• Description of the task:
Edit the rows from the line containing "Could you locate the flower cluster" through the end of the records: repeat that stretch with every "coordinates" changed to "positions" and nothing else altered.

[Photo labels with boxes]
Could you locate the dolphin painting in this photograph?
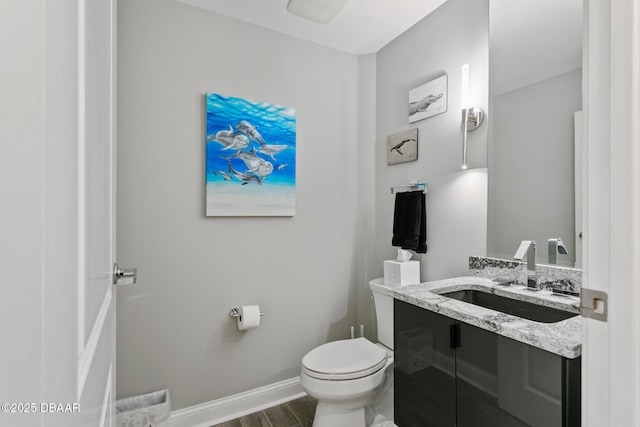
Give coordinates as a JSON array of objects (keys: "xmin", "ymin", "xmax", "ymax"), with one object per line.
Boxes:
[
  {"xmin": 258, "ymin": 144, "xmax": 289, "ymax": 160},
  {"xmin": 211, "ymin": 169, "xmax": 233, "ymax": 181},
  {"xmin": 409, "ymin": 93, "xmax": 443, "ymax": 116},
  {"xmin": 389, "ymin": 138, "xmax": 415, "ymax": 156},
  {"xmin": 236, "ymin": 120, "xmax": 264, "ymax": 145},
  {"xmin": 227, "ymin": 162, "xmax": 262, "ymax": 185},
  {"xmin": 223, "ymin": 133, "xmax": 249, "ymax": 150},
  {"xmin": 220, "ymin": 148, "xmax": 273, "ymax": 179},
  {"xmin": 207, "ymin": 126, "xmax": 240, "ymax": 150}
]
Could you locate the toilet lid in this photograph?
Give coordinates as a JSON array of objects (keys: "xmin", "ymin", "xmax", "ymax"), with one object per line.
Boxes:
[{"xmin": 302, "ymin": 338, "xmax": 388, "ymax": 380}]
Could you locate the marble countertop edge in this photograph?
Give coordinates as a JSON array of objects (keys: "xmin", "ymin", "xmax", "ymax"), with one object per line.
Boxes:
[{"xmin": 374, "ymin": 276, "xmax": 582, "ymax": 359}]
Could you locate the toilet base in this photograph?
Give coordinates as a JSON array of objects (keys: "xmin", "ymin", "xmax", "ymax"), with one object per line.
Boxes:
[{"xmin": 313, "ymin": 402, "xmax": 366, "ymax": 427}]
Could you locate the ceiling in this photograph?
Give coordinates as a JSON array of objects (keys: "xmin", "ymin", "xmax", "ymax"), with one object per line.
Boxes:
[{"xmin": 172, "ymin": 0, "xmax": 446, "ymax": 55}]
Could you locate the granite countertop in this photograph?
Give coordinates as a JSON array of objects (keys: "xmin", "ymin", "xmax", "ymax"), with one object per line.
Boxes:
[{"xmin": 374, "ymin": 276, "xmax": 582, "ymax": 359}]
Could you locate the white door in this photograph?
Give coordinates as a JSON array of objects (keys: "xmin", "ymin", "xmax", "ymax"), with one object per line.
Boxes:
[
  {"xmin": 582, "ymin": 0, "xmax": 640, "ymax": 427},
  {"xmin": 77, "ymin": 0, "xmax": 116, "ymax": 427}
]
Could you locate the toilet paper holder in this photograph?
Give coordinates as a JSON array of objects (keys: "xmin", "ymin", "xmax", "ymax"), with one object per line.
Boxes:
[{"xmin": 229, "ymin": 307, "xmax": 264, "ymax": 318}]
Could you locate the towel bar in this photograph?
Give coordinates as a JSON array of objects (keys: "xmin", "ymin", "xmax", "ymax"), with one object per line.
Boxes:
[{"xmin": 391, "ymin": 182, "xmax": 429, "ymax": 194}]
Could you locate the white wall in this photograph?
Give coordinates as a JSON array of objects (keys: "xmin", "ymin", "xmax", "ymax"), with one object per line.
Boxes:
[
  {"xmin": 117, "ymin": 0, "xmax": 375, "ymax": 409},
  {"xmin": 369, "ymin": 0, "xmax": 489, "ymax": 281}
]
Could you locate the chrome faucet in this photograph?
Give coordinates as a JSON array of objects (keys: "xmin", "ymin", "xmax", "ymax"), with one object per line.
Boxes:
[
  {"xmin": 513, "ymin": 240, "xmax": 538, "ymax": 291},
  {"xmin": 547, "ymin": 237, "xmax": 569, "ymax": 265}
]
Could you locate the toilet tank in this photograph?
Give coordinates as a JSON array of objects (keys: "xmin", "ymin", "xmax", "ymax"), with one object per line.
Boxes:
[{"xmin": 369, "ymin": 279, "xmax": 393, "ymax": 350}]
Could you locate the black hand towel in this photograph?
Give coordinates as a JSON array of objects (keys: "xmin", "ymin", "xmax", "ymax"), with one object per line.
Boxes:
[{"xmin": 391, "ymin": 191, "xmax": 427, "ymax": 254}]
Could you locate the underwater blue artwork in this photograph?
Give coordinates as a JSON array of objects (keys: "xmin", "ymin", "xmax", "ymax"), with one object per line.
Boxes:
[{"xmin": 206, "ymin": 93, "xmax": 296, "ymax": 216}]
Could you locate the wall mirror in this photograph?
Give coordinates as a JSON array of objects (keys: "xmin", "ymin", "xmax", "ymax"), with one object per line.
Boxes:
[{"xmin": 487, "ymin": 0, "xmax": 583, "ymax": 268}]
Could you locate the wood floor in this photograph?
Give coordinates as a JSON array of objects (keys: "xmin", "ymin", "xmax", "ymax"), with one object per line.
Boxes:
[{"xmin": 212, "ymin": 396, "xmax": 316, "ymax": 427}]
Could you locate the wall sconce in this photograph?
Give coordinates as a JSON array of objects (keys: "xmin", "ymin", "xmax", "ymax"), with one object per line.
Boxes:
[{"xmin": 461, "ymin": 64, "xmax": 484, "ymax": 169}]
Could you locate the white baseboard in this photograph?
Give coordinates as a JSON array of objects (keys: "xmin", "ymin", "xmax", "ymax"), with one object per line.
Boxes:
[{"xmin": 168, "ymin": 377, "xmax": 306, "ymax": 427}]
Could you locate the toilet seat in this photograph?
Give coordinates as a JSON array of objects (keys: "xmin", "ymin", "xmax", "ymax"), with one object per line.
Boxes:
[{"xmin": 302, "ymin": 337, "xmax": 389, "ymax": 381}]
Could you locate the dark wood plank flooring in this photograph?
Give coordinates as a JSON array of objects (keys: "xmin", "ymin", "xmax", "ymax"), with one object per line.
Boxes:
[{"xmin": 212, "ymin": 396, "xmax": 316, "ymax": 427}]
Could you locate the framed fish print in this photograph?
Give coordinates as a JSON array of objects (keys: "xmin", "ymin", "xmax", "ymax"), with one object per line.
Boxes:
[
  {"xmin": 205, "ymin": 93, "xmax": 296, "ymax": 216},
  {"xmin": 409, "ymin": 74, "xmax": 447, "ymax": 123},
  {"xmin": 387, "ymin": 128, "xmax": 418, "ymax": 165}
]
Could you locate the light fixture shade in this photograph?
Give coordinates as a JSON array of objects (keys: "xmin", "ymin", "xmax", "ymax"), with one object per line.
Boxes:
[{"xmin": 287, "ymin": 0, "xmax": 351, "ymax": 24}]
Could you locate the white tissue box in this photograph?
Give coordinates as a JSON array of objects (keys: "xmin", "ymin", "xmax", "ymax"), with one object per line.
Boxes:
[{"xmin": 384, "ymin": 260, "xmax": 420, "ymax": 286}]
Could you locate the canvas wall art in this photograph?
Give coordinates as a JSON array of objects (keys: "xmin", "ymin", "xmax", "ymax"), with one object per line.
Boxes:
[
  {"xmin": 206, "ymin": 93, "xmax": 296, "ymax": 216},
  {"xmin": 409, "ymin": 74, "xmax": 447, "ymax": 123},
  {"xmin": 387, "ymin": 128, "xmax": 418, "ymax": 165}
]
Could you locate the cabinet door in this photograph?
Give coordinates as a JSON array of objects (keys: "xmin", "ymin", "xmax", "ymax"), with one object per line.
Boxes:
[
  {"xmin": 456, "ymin": 323, "xmax": 528, "ymax": 427},
  {"xmin": 394, "ymin": 300, "xmax": 456, "ymax": 427}
]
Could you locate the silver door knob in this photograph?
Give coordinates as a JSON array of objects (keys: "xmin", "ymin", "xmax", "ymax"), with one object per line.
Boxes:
[{"xmin": 113, "ymin": 263, "xmax": 138, "ymax": 285}]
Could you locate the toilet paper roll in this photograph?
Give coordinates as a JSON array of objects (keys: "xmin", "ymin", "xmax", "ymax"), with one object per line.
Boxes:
[{"xmin": 238, "ymin": 305, "xmax": 260, "ymax": 331}]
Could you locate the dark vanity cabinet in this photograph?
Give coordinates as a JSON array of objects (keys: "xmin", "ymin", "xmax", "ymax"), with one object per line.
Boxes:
[{"xmin": 394, "ymin": 300, "xmax": 580, "ymax": 427}]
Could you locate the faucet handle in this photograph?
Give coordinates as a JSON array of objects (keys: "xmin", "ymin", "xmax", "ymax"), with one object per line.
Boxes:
[{"xmin": 513, "ymin": 240, "xmax": 536, "ymax": 261}]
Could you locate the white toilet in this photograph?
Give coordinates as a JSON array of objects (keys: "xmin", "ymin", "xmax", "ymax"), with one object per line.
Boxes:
[{"xmin": 300, "ymin": 281, "xmax": 394, "ymax": 427}]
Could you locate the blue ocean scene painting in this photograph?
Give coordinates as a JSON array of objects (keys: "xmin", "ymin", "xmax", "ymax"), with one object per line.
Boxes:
[{"xmin": 206, "ymin": 93, "xmax": 296, "ymax": 216}]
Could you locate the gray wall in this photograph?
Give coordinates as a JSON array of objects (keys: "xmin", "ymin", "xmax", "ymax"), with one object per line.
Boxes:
[
  {"xmin": 369, "ymin": 0, "xmax": 489, "ymax": 281},
  {"xmin": 117, "ymin": 0, "xmax": 375, "ymax": 409},
  {"xmin": 488, "ymin": 68, "xmax": 582, "ymax": 266}
]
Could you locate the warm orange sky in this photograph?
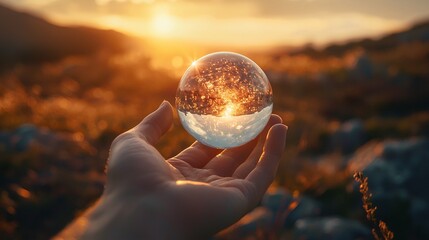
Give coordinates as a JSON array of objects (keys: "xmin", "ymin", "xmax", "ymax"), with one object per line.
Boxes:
[{"xmin": 0, "ymin": 0, "xmax": 429, "ymax": 46}]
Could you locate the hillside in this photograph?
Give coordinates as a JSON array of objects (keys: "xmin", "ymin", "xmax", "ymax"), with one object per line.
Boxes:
[
  {"xmin": 280, "ymin": 20, "xmax": 429, "ymax": 58},
  {"xmin": 0, "ymin": 5, "xmax": 131, "ymax": 65}
]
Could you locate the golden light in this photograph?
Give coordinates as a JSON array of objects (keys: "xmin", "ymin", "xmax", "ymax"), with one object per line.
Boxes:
[
  {"xmin": 176, "ymin": 52, "xmax": 273, "ymax": 148},
  {"xmin": 151, "ymin": 12, "xmax": 175, "ymax": 37},
  {"xmin": 222, "ymin": 103, "xmax": 236, "ymax": 117}
]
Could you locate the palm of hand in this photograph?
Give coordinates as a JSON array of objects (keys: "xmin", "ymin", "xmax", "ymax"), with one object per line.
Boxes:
[{"xmin": 106, "ymin": 104, "xmax": 286, "ymax": 238}]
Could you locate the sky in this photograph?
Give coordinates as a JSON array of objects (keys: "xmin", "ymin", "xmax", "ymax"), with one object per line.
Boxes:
[{"xmin": 0, "ymin": 0, "xmax": 429, "ymax": 47}]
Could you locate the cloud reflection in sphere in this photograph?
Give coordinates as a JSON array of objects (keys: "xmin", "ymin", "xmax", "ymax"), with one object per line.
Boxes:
[{"xmin": 176, "ymin": 52, "xmax": 273, "ymax": 148}]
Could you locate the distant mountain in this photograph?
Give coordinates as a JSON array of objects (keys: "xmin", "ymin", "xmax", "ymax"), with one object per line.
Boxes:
[
  {"xmin": 280, "ymin": 20, "xmax": 429, "ymax": 58},
  {"xmin": 0, "ymin": 5, "xmax": 131, "ymax": 65}
]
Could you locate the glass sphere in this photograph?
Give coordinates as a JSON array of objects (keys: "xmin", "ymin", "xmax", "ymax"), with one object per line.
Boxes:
[{"xmin": 176, "ymin": 52, "xmax": 273, "ymax": 148}]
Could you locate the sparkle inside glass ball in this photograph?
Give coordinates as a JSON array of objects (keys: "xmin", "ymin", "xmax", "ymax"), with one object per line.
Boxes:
[{"xmin": 176, "ymin": 52, "xmax": 273, "ymax": 148}]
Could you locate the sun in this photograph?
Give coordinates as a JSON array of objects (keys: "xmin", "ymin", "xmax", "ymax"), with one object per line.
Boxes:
[{"xmin": 152, "ymin": 13, "xmax": 175, "ymax": 37}]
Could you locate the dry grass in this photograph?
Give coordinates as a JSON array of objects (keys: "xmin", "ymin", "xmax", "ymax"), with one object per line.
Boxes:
[{"xmin": 353, "ymin": 172, "xmax": 394, "ymax": 240}]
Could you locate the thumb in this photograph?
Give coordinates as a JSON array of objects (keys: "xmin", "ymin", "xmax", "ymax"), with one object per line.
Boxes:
[{"xmin": 134, "ymin": 101, "xmax": 173, "ymax": 145}]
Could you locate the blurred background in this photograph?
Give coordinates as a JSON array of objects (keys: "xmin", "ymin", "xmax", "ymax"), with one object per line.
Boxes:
[{"xmin": 0, "ymin": 0, "xmax": 429, "ymax": 240}]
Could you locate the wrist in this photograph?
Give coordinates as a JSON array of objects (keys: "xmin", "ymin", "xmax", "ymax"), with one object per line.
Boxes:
[{"xmin": 81, "ymin": 194, "xmax": 188, "ymax": 240}]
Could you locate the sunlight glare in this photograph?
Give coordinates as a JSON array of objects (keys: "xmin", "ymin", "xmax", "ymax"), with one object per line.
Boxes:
[{"xmin": 152, "ymin": 12, "xmax": 174, "ymax": 36}]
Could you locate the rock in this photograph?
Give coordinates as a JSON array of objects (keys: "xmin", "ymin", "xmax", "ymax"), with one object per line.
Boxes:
[
  {"xmin": 349, "ymin": 138, "xmax": 429, "ymax": 239},
  {"xmin": 331, "ymin": 119, "xmax": 365, "ymax": 154},
  {"xmin": 293, "ymin": 217, "xmax": 372, "ymax": 240},
  {"xmin": 262, "ymin": 188, "xmax": 293, "ymax": 215}
]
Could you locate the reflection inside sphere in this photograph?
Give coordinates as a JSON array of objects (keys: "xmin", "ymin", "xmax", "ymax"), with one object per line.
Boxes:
[{"xmin": 176, "ymin": 52, "xmax": 273, "ymax": 148}]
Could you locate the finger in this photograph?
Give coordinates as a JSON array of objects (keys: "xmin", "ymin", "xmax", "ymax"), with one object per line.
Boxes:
[
  {"xmin": 171, "ymin": 141, "xmax": 222, "ymax": 168},
  {"xmin": 134, "ymin": 101, "xmax": 173, "ymax": 145},
  {"xmin": 204, "ymin": 139, "xmax": 257, "ymax": 177},
  {"xmin": 246, "ymin": 124, "xmax": 287, "ymax": 199},
  {"xmin": 204, "ymin": 114, "xmax": 282, "ymax": 177},
  {"xmin": 232, "ymin": 114, "xmax": 282, "ymax": 178}
]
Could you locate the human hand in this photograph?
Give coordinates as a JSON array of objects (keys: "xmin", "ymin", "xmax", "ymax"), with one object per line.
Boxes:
[{"xmin": 82, "ymin": 102, "xmax": 287, "ymax": 239}]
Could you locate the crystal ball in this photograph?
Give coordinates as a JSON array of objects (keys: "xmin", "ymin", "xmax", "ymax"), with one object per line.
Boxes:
[{"xmin": 176, "ymin": 52, "xmax": 273, "ymax": 149}]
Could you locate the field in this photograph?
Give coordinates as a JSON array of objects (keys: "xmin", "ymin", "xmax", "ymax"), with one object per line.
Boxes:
[{"xmin": 0, "ymin": 4, "xmax": 429, "ymax": 239}]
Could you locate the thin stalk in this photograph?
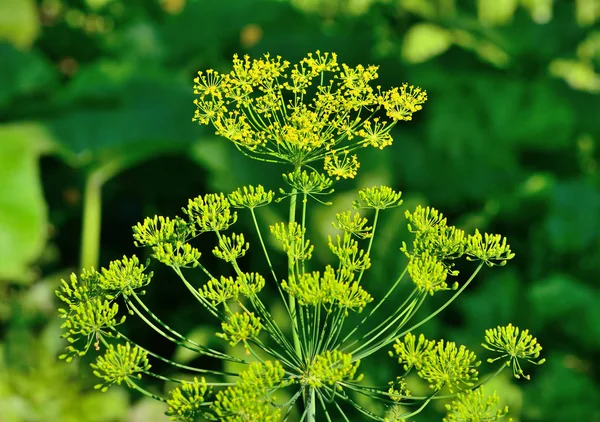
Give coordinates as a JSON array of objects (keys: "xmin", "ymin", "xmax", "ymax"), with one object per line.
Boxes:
[
  {"xmin": 288, "ymin": 182, "xmax": 302, "ymax": 360},
  {"xmin": 338, "ymin": 266, "xmax": 415, "ymax": 347},
  {"xmin": 80, "ymin": 161, "xmax": 122, "ymax": 268},
  {"xmin": 356, "ymin": 208, "xmax": 379, "ymax": 283},
  {"xmin": 398, "ymin": 261, "xmax": 483, "ymax": 337},
  {"xmin": 125, "ymin": 292, "xmax": 231, "ymax": 359}
]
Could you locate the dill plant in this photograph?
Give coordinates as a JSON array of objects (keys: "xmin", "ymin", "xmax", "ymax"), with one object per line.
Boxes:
[{"xmin": 57, "ymin": 52, "xmax": 544, "ymax": 422}]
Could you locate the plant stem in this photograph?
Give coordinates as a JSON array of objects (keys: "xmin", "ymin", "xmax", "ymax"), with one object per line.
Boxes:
[
  {"xmin": 288, "ymin": 185, "xmax": 302, "ymax": 360},
  {"xmin": 80, "ymin": 161, "xmax": 121, "ymax": 268},
  {"xmin": 306, "ymin": 388, "xmax": 317, "ymax": 422}
]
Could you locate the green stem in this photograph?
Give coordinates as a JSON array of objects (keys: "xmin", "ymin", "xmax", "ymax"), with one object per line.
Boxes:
[
  {"xmin": 306, "ymin": 388, "xmax": 317, "ymax": 422},
  {"xmin": 398, "ymin": 261, "xmax": 484, "ymax": 337},
  {"xmin": 288, "ymin": 181, "xmax": 302, "ymax": 359},
  {"xmin": 356, "ymin": 208, "xmax": 379, "ymax": 283}
]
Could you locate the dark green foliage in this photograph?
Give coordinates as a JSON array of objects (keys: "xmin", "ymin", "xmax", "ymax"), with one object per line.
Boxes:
[{"xmin": 0, "ymin": 0, "xmax": 600, "ymax": 422}]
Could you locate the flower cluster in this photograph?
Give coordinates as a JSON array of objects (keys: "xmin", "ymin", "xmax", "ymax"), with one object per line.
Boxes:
[
  {"xmin": 166, "ymin": 377, "xmax": 211, "ymax": 422},
  {"xmin": 193, "ymin": 51, "xmax": 427, "ymax": 179},
  {"xmin": 390, "ymin": 333, "xmax": 479, "ymax": 392},
  {"xmin": 91, "ymin": 343, "xmax": 150, "ymax": 391},
  {"xmin": 443, "ymin": 387, "xmax": 508, "ymax": 422},
  {"xmin": 482, "ymin": 324, "xmax": 546, "ymax": 379},
  {"xmin": 57, "ymin": 52, "xmax": 544, "ymax": 422},
  {"xmin": 281, "ymin": 265, "xmax": 373, "ymax": 314},
  {"xmin": 301, "ymin": 350, "xmax": 362, "ymax": 388},
  {"xmin": 211, "ymin": 361, "xmax": 287, "ymax": 422}
]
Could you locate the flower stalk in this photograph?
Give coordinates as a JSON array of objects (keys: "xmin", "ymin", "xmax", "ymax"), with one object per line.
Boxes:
[{"xmin": 57, "ymin": 52, "xmax": 544, "ymax": 422}]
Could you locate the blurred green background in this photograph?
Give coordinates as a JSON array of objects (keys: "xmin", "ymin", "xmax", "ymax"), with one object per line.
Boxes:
[{"xmin": 0, "ymin": 0, "xmax": 600, "ymax": 422}]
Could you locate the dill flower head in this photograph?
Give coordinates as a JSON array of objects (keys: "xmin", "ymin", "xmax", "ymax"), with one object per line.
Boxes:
[
  {"xmin": 192, "ymin": 51, "xmax": 427, "ymax": 179},
  {"xmin": 443, "ymin": 386, "xmax": 512, "ymax": 422},
  {"xmin": 91, "ymin": 343, "xmax": 150, "ymax": 391},
  {"xmin": 166, "ymin": 377, "xmax": 210, "ymax": 422},
  {"xmin": 482, "ymin": 324, "xmax": 546, "ymax": 379}
]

• Solution:
Could you locate the flower cluster in this photograph?
Give positions as a JSON array of objects (keys: "xmin", "ymin", "xmax", "ymax"), with one object per line.
Boxes:
[
  {"xmin": 166, "ymin": 377, "xmax": 211, "ymax": 422},
  {"xmin": 193, "ymin": 51, "xmax": 427, "ymax": 179},
  {"xmin": 390, "ymin": 333, "xmax": 479, "ymax": 392},
  {"xmin": 91, "ymin": 343, "xmax": 150, "ymax": 391},
  {"xmin": 443, "ymin": 387, "xmax": 508, "ymax": 422},
  {"xmin": 482, "ymin": 324, "xmax": 546, "ymax": 379},
  {"xmin": 57, "ymin": 52, "xmax": 544, "ymax": 422},
  {"xmin": 281, "ymin": 265, "xmax": 373, "ymax": 314},
  {"xmin": 301, "ymin": 350, "xmax": 362, "ymax": 388},
  {"xmin": 211, "ymin": 361, "xmax": 287, "ymax": 422}
]
Could you locate the flower stalk in this photograph?
Give positions as a JSON array of objects (keys: "xmin", "ymin", "xmax", "ymax"), with one object per line.
Boxes:
[{"xmin": 57, "ymin": 52, "xmax": 544, "ymax": 422}]
Could you locate the blurred green background in this photograph?
Give positions as a JSON array of objects (keys: "xmin", "ymin", "xmax", "ymax"), with one object per line.
Boxes:
[{"xmin": 0, "ymin": 0, "xmax": 600, "ymax": 422}]
Could you locate the dill flower head in this photograph?
Give positions as a JSON array of objects (keys: "xmin", "ymin", "xmax", "ymax"), with one object per line.
Boxes:
[
  {"xmin": 192, "ymin": 51, "xmax": 427, "ymax": 179},
  {"xmin": 443, "ymin": 386, "xmax": 512, "ymax": 422},
  {"xmin": 91, "ymin": 343, "xmax": 150, "ymax": 391},
  {"xmin": 166, "ymin": 377, "xmax": 210, "ymax": 422},
  {"xmin": 482, "ymin": 324, "xmax": 546, "ymax": 379}
]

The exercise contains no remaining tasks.